#### PERINTAH 1
Menurut teks tentang Dito Yuwono, karya apa yang kerap dibuat Dito?
#### PERINTAH 2
Cetak ulang bagian teks tentang Dito Yuwono mulai dari "Dito beberapa kali" hingga dan termasuk "disimak. (Ardi Wilda)".
#### PERINTAH 3
Tentukan apakah setiap pernyataan berikut sesuai dengan teks tentang Dito Yuwono. Jawab ya atau tidak, lalu kutip kata-kata teks yang menentukan jawaban itu.
(a) Ibu penulis menyebut Dito sebagai orang yang tidak bisa diam.
(b) Penulis ingat persis kapan pertama kali mengenal Dito.
(c) Dito selalu membuat majalah seorang diri.

#### TEKS KUTIPAN

====================

Friday, 4 May 2012

Penulis tamu Kedua #31harimenulis


Saya lupa kapan tepatnya mengenal Dito Yuwono. Namun perjumpaan dengan dirinya memberi kesan berarti pada saya. Mengutip kata ibu saya, dia orang yang “ora isoh meneng” alias tidak bisa diam. Jangan lantas berpikir dia lari kesana-sini seperti Karl Malone mencari bola basket. Yang dimaksud di sini adalah dia selalu ingin berkarya. Dan majalah adalah karya yang kerap ia buat.
Dito beberapa kali terlibat dalam pembuatan majalah mandiri, baik bersama rekan-rekannya maupun personal. Bagi saya tulisan ini menarik untuk jadi bacaan rekan-rekan komunikasi. Selama ini kita selalu berpandangan menjadi bagian kecil dari sebuah media. “Eh aku pingin deh jadi wartawan majalah bla bla bla” atau “Eh asyik kayanya kerja di TV bla bla bla”. Celetukan macam itu menjadi bukti cara pandang kita tak pernah berani membuat media sendiri. Di kesempatan kali ini Dito berbagi pengalaman sekaligus mengajak kita merubah pemikiran mengenai media khususnya majalah. Sila disimak. (Ardi Wilda)

====================

#### BARIS DATA
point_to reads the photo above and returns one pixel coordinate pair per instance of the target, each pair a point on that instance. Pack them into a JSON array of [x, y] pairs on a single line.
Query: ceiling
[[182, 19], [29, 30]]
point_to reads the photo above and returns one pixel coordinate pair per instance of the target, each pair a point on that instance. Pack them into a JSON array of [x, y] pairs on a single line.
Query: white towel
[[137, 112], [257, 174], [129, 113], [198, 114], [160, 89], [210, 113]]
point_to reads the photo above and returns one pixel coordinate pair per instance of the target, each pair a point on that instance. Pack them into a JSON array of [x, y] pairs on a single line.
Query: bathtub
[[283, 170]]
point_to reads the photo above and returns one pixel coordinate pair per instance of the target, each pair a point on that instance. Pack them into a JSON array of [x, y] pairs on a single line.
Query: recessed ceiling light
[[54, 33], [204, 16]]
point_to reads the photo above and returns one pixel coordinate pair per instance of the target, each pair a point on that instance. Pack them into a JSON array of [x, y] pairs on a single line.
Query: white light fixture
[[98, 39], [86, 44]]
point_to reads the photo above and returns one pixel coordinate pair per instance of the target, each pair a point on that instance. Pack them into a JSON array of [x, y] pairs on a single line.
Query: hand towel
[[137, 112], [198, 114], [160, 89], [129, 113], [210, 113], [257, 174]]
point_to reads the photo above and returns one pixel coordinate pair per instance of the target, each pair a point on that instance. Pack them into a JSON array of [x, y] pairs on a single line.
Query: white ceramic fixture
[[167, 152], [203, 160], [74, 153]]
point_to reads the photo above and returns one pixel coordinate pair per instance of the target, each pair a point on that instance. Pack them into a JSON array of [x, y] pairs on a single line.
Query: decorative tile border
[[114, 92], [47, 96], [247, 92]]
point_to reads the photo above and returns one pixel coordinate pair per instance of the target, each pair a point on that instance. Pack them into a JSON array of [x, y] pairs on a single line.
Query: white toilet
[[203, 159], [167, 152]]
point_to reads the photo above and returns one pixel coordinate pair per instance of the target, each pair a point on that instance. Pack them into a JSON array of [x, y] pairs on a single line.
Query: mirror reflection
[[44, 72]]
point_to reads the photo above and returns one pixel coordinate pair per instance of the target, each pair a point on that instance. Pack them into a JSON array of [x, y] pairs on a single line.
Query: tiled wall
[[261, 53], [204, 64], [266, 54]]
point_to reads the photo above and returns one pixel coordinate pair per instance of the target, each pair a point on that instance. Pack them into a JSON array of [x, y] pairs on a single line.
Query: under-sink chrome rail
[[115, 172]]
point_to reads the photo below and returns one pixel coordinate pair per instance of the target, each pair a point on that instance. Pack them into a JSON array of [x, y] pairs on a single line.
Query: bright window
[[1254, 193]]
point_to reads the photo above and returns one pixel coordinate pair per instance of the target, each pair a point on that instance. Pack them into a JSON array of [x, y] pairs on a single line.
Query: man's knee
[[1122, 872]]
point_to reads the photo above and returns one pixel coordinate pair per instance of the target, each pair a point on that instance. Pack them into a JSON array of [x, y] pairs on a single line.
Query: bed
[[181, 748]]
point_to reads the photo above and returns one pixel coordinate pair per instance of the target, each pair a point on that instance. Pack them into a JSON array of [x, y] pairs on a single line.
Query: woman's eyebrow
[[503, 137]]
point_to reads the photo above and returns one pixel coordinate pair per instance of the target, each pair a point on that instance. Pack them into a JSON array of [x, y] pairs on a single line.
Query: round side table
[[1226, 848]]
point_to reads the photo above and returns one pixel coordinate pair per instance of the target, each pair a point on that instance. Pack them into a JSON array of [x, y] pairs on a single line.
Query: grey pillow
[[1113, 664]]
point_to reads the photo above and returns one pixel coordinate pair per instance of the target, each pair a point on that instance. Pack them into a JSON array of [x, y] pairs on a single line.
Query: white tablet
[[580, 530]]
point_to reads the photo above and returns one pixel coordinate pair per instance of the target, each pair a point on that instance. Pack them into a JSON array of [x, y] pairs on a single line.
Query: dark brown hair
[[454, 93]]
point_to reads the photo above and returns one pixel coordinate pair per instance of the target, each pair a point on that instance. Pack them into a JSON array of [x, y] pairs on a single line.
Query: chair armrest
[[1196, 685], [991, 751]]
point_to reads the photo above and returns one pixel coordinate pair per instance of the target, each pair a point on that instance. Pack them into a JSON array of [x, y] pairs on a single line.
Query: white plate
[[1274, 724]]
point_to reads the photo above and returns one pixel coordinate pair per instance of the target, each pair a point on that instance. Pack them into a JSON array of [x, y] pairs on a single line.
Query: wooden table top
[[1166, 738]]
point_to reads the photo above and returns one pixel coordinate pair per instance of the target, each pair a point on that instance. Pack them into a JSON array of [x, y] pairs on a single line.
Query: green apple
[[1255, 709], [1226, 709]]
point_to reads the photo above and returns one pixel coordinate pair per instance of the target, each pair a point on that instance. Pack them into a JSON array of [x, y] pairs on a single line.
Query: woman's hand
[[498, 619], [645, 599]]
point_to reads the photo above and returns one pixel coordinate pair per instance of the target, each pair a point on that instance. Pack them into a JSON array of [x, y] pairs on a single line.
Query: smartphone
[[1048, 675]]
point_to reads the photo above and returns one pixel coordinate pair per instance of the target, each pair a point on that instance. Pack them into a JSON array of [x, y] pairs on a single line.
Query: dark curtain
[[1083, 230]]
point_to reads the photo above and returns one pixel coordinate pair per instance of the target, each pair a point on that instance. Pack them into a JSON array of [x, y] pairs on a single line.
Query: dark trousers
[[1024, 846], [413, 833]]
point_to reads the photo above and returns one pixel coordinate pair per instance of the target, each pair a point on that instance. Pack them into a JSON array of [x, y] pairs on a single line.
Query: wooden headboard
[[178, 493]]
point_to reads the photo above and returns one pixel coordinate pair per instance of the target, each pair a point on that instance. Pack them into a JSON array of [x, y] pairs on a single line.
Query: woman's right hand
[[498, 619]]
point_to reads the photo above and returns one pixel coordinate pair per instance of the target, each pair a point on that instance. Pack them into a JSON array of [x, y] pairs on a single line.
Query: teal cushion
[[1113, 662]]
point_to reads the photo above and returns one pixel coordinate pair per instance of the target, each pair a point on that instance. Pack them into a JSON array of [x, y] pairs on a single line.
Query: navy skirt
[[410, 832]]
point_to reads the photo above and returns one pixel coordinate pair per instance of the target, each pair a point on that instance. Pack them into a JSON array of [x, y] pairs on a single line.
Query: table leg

====================

#### JAWABAN LATIHAN 1
Majalah adalah karya yang kerap dibuat Dito.

#### JAWABAN LATIHAN 2
Dito beberapa kali terlibat dalam pembuatan majalah mandiri, baik bersama rekan-rekannya maupun personal. Bagi saya tulisan ini menarik untuk jadi bacaan rekan-rekan komunikasi. Selama ini kita selalu berpandangan menjadi bagian kecil dari sebuah media. “Eh aku pingin deh jadi wartawan majalah bla bla bla” atau “Eh asyik kayanya kerja di TV bla bla bla”. Celetukan macam itu menjadi bukti cara pandang kita tak pernah berani membuat media sendiri. Di kesempatan kali ini Dito berbagi pengalaman sekaligus mengajak kita merubah pemikiran mengenai media khususnya majalah. Sila disimak. (Ardi Wilda)

#### JAWABAN LATIHAN 3
(a) Ya: "Mengutip kata ibu saya, dia orang yang “ora isoh meneng” alias tidak bisa diam."
(b) Tidak: "Saya lupa kapan tepatnya mengenal Dito Yuwono."
(c) Tidak: "Dito beberapa kali terlibat dalam pembuatan majalah mandiri, baik bersama rekan-rekannya maupun personal."